Listing start

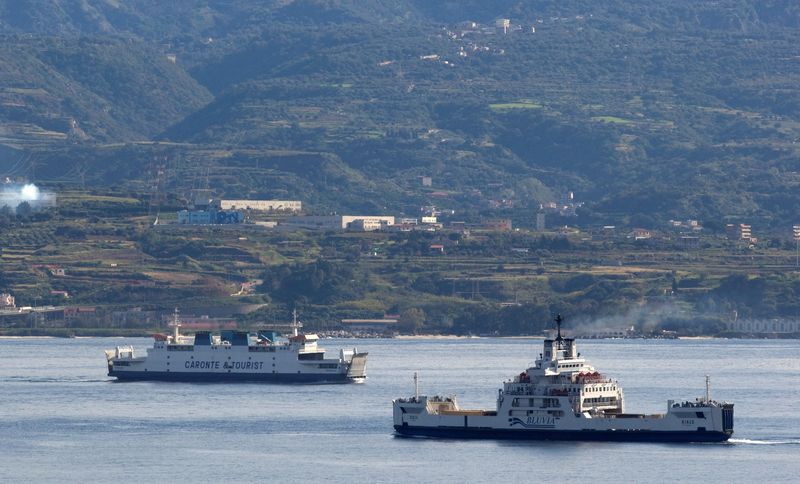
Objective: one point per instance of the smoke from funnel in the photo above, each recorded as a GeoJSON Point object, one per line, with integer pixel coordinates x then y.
{"type": "Point", "coordinates": [12, 194]}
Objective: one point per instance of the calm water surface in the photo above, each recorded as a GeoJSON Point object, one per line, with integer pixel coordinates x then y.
{"type": "Point", "coordinates": [63, 419]}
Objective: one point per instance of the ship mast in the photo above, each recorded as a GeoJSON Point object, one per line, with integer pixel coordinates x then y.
{"type": "Point", "coordinates": [295, 323]}
{"type": "Point", "coordinates": [559, 339]}
{"type": "Point", "coordinates": [175, 324]}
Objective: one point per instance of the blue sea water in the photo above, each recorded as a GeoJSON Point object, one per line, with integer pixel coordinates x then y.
{"type": "Point", "coordinates": [62, 419]}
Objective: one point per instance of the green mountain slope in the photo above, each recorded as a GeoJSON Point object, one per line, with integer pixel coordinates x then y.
{"type": "Point", "coordinates": [648, 111]}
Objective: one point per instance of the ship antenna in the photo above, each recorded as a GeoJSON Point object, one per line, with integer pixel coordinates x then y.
{"type": "Point", "coordinates": [558, 324]}
{"type": "Point", "coordinates": [295, 323]}
{"type": "Point", "coordinates": [176, 324]}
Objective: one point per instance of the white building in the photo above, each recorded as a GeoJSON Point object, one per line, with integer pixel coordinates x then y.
{"type": "Point", "coordinates": [262, 205]}
{"type": "Point", "coordinates": [340, 222]}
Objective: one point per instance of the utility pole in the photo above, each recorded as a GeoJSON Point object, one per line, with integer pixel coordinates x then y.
{"type": "Point", "coordinates": [796, 234]}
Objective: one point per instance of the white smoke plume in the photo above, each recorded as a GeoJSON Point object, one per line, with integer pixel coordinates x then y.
{"type": "Point", "coordinates": [13, 194]}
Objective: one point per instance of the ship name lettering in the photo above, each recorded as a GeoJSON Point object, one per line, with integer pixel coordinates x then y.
{"type": "Point", "coordinates": [203, 365]}
{"type": "Point", "coordinates": [541, 421]}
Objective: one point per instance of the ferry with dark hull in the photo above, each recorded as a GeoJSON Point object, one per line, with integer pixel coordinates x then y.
{"type": "Point", "coordinates": [563, 397]}
{"type": "Point", "coordinates": [237, 356]}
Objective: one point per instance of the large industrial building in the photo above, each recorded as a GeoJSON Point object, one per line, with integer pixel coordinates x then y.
{"type": "Point", "coordinates": [340, 222]}
{"type": "Point", "coordinates": [262, 205]}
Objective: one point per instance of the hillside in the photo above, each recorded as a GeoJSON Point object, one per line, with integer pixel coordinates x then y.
{"type": "Point", "coordinates": [648, 112]}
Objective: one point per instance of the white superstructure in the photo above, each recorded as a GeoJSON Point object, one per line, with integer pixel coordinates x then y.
{"type": "Point", "coordinates": [563, 397]}
{"type": "Point", "coordinates": [236, 356]}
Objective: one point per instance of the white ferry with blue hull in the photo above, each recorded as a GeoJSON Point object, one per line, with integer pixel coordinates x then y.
{"type": "Point", "coordinates": [563, 397]}
{"type": "Point", "coordinates": [236, 356]}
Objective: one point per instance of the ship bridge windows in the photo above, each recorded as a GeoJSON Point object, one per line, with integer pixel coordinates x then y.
{"type": "Point", "coordinates": [180, 348]}
{"type": "Point", "coordinates": [311, 356]}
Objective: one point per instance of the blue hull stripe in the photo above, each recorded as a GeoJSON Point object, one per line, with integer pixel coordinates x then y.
{"type": "Point", "coordinates": [231, 377]}
{"type": "Point", "coordinates": [584, 435]}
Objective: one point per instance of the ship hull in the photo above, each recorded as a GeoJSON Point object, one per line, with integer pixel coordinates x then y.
{"type": "Point", "coordinates": [573, 435]}
{"type": "Point", "coordinates": [211, 377]}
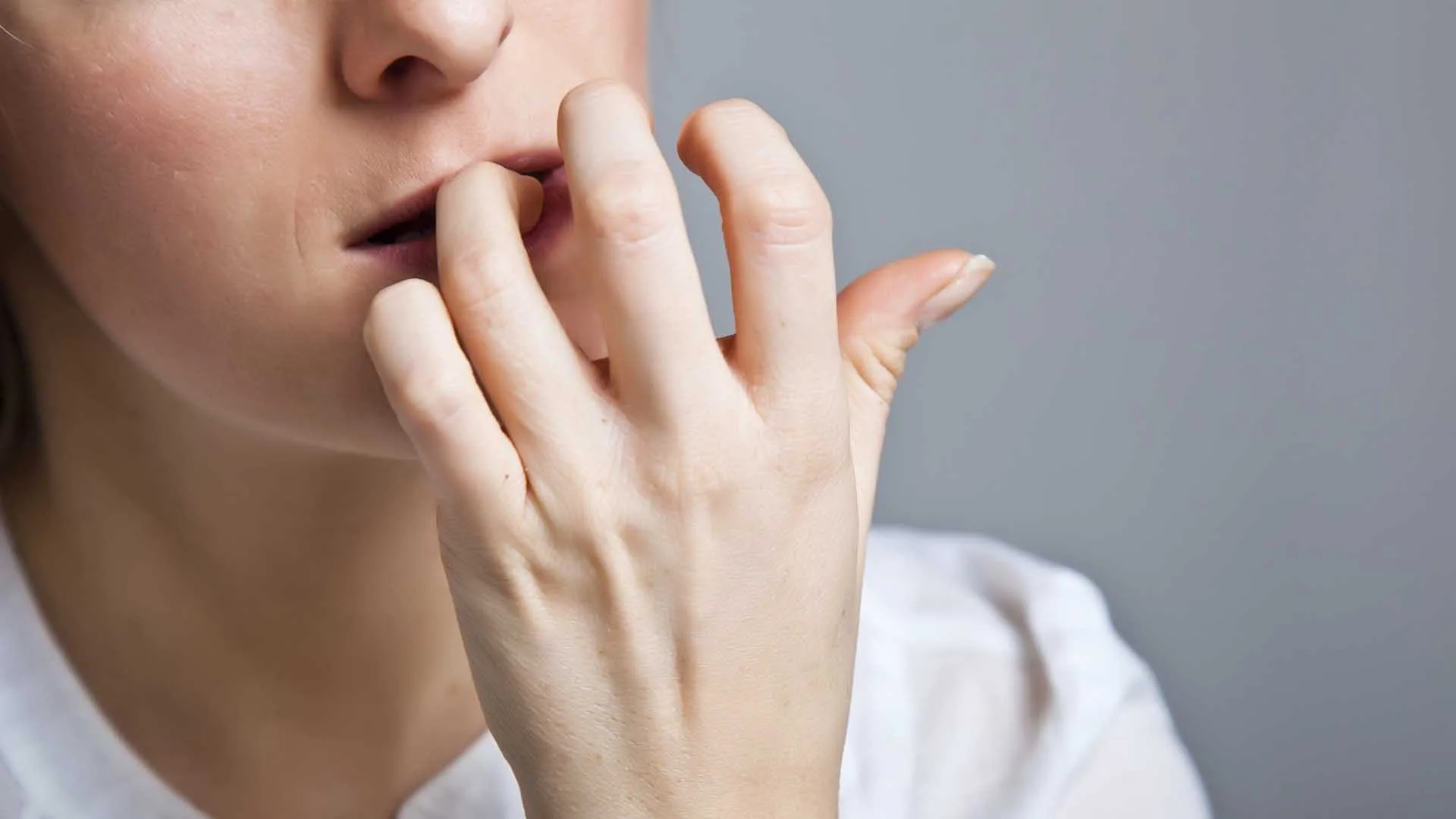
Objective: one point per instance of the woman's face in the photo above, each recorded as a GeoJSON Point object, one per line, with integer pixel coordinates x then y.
{"type": "Point", "coordinates": [193, 174]}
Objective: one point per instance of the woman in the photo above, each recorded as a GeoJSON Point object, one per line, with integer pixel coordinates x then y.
{"type": "Point", "coordinates": [373, 453]}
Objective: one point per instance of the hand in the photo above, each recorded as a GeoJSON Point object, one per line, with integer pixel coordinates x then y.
{"type": "Point", "coordinates": [657, 563]}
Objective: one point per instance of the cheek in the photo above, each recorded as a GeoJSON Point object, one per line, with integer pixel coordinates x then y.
{"type": "Point", "coordinates": [158, 124]}
{"type": "Point", "coordinates": [159, 171]}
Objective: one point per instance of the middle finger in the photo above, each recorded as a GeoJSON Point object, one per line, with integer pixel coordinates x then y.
{"type": "Point", "coordinates": [660, 337]}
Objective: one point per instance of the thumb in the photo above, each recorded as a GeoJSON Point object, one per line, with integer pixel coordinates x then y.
{"type": "Point", "coordinates": [881, 316]}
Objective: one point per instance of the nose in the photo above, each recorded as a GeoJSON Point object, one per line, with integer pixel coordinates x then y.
{"type": "Point", "coordinates": [419, 50]}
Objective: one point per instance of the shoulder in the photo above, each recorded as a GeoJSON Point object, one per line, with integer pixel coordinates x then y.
{"type": "Point", "coordinates": [993, 682]}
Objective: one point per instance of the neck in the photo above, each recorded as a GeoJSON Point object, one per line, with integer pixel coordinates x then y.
{"type": "Point", "coordinates": [223, 595]}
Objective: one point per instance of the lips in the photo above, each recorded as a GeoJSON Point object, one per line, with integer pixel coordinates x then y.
{"type": "Point", "coordinates": [414, 219]}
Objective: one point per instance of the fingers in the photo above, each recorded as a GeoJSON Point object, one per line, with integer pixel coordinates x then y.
{"type": "Point", "coordinates": [778, 231]}
{"type": "Point", "coordinates": [542, 388]}
{"type": "Point", "coordinates": [881, 316]}
{"type": "Point", "coordinates": [664, 357]}
{"type": "Point", "coordinates": [433, 391]}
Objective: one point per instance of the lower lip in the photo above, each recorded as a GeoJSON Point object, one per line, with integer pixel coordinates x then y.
{"type": "Point", "coordinates": [421, 259]}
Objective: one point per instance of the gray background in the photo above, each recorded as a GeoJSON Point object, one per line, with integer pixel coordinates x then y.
{"type": "Point", "coordinates": [1213, 371]}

Listing end

Reproduce all the items above word for word, leaving out the pictures.

*Answer to the exercise*:
Objective: one point per instance of the smoke from funnel in the photo above, each recorded as a GeoJSON Point object, one per line, with integer pixel coordinates x then y.
{"type": "Point", "coordinates": [12, 194]}
Objective: one point per instance of the calm water surface in the photo above, each recorded as a GeoJSON Point object, one per line, with integer pixel coordinates x then y.
{"type": "Point", "coordinates": [63, 419]}
Objective: one point per instance of the ship mast in the photo above, each recorded as a GeoJSON Point object, one per line, with integer pixel coordinates x then y.
{"type": "Point", "coordinates": [295, 323]}
{"type": "Point", "coordinates": [559, 339]}
{"type": "Point", "coordinates": [175, 324]}
Objective: one point per instance of the blue sea water in the photo above, each recorded as a GeoJSON Point object, one per line, with integer pixel coordinates x then y.
{"type": "Point", "coordinates": [62, 419]}
Objective: one point per instance of the green mountain slope in the photo above, each recorded as a GeoJSON Point object, one per line, with integer pixel coordinates x then y.
{"type": "Point", "coordinates": [648, 111]}
Objective: one point per instance of the ship antenna in the photo above, each recorded as a GeoJSON Point object, one per line, with integer pixel coordinates x then y.
{"type": "Point", "coordinates": [558, 324]}
{"type": "Point", "coordinates": [295, 323]}
{"type": "Point", "coordinates": [176, 324]}
Objective: one point per instance of the white building in the photo above, each recorded as a GeoJSON Point object, one per line, with integer pixel coordinates x then y.
{"type": "Point", "coordinates": [262, 205]}
{"type": "Point", "coordinates": [340, 222]}
Objective: one point per instance of the utility pole in the photo above, each recorded as a GeoJSON Point object, one per line, with integer pixel coordinates x then y.
{"type": "Point", "coordinates": [796, 234]}
Objective: one point per instance of the white smoke plume in the photo above, each recorded as a GeoJSON Point object, one per line, with integer pixel coordinates x then y.
{"type": "Point", "coordinates": [13, 194]}
Objective: one point per instance of the ship name lettering in the photo above, each recorded as a GeoJSON Point object, one per line, with integer pixel coordinates x then y.
{"type": "Point", "coordinates": [203, 365]}
{"type": "Point", "coordinates": [541, 421]}
Objective: one point per instance of the ferry with dark hull in the photo above, each recorded as a GeoJSON Point object, one per line, with integer pixel coordinates x then y.
{"type": "Point", "coordinates": [563, 397]}
{"type": "Point", "coordinates": [237, 356]}
Objective: one point per instance of the large industrial building in the photo above, each recorded as a GeoJSON Point object, one per line, with integer pixel coordinates x then y.
{"type": "Point", "coordinates": [340, 222]}
{"type": "Point", "coordinates": [262, 205]}
Objective: one point per instance of the hillside in the photo above, each recorded as a GeoJSON Point object, one per line, with integer pixel coordinates x then y.
{"type": "Point", "coordinates": [648, 112]}
Objective: one point per instance of the white superstructure in the photo above, each recorded as a GeoJSON Point object, one per line, with integer pixel coordinates x then y.
{"type": "Point", "coordinates": [563, 397]}
{"type": "Point", "coordinates": [236, 356]}
Objective: one point per instance of the white ferry with blue hull in the photo above, each recorded as a GeoJSON Point object, one per line, with integer pixel coordinates x then y.
{"type": "Point", "coordinates": [563, 397]}
{"type": "Point", "coordinates": [236, 356]}
Objective: one point per instance of the ship bridge windows in the photo above, each recorded as a GeoJSON Point object, one per line, with integer pixel coordinates x then y.
{"type": "Point", "coordinates": [180, 348]}
{"type": "Point", "coordinates": [311, 356]}
Objective: one point per instance of the blue hull stripe in the photo above, each recorded as a GeoJSON Point object, one per line, with integer pixel coordinates x then y.
{"type": "Point", "coordinates": [231, 377]}
{"type": "Point", "coordinates": [584, 435]}
Objective: one point per instance of the ship hull in the photo above, each recorded as a GeoJSON Point object, one per line, with integer pixel coordinates x then y.
{"type": "Point", "coordinates": [573, 435]}
{"type": "Point", "coordinates": [211, 377]}
Objective: one point per instance of the woman's face in the photo above, each recorded as a GeoJSON Point object, one per line, with integer pixel coordinates x then y.
{"type": "Point", "coordinates": [193, 174]}
Objective: one point per instance of the woman in the photo above, each recorded as a GeoJSON Point object, one per line, with integer pixel coordinates x then y.
{"type": "Point", "coordinates": [373, 453]}
Objective: one point per instance of the hand in the photo above, each recorded as a GeoJSON Point object, one per line, with integer pixel coordinates x then y.
{"type": "Point", "coordinates": [657, 563]}
Objective: one point per instance of the cheek in the photo above, each recorded as a GeoJSON Point object, one per line, with integer pixel coordinates x then y.
{"type": "Point", "coordinates": [158, 124]}
{"type": "Point", "coordinates": [159, 171]}
Objective: one point per instance of the middle finger in the photo above, each recorded as a GeoJSON Point object, one per line, with integer pixel coordinates x then y.
{"type": "Point", "coordinates": [660, 337]}
Objective: one point per instance of the thumb in the photo above, each recorded as a GeoJSON Point object, one per line, with integer pixel coordinates x then y.
{"type": "Point", "coordinates": [881, 316]}
Objective: one point per instance of the nose in the photo above, each recorded as a GeoJSON Point object, one per line, with integer pixel coordinates x then y.
{"type": "Point", "coordinates": [419, 50]}
Objective: one point per instance of the shoulder in the photo above, each recorded as a GeoJSON Point object, one per line, with integer pixel coordinates x then y.
{"type": "Point", "coordinates": [993, 682]}
Objective: one point per instance of the neck in the photo above, each recorded as a GeoJSON Point object, one per line, with integer pixel coordinates x then y.
{"type": "Point", "coordinates": [223, 595]}
Objective: one point per instance of the lips in the photo above, each recorded as a GeoJSON Point object, one per line, with integer pixel coordinates x then y.
{"type": "Point", "coordinates": [414, 219]}
Objective: one point per instance of the fingers in the photo above, each recorded as a GeoJSON Point object, one per line, with integer pixel coordinates x then y.
{"type": "Point", "coordinates": [778, 231]}
{"type": "Point", "coordinates": [542, 388]}
{"type": "Point", "coordinates": [881, 316]}
{"type": "Point", "coordinates": [664, 357]}
{"type": "Point", "coordinates": [433, 391]}
Objective: one point per instance of the lower lip in the photo above, each recorded as a GeoJSON Point object, one per line, with integer pixel coordinates x then y.
{"type": "Point", "coordinates": [421, 259]}
Objective: one point per instance of the gray background in the photo above, each recorded as a GeoJSON Point object, one per line, with integer pixel coordinates x then y.
{"type": "Point", "coordinates": [1213, 371]}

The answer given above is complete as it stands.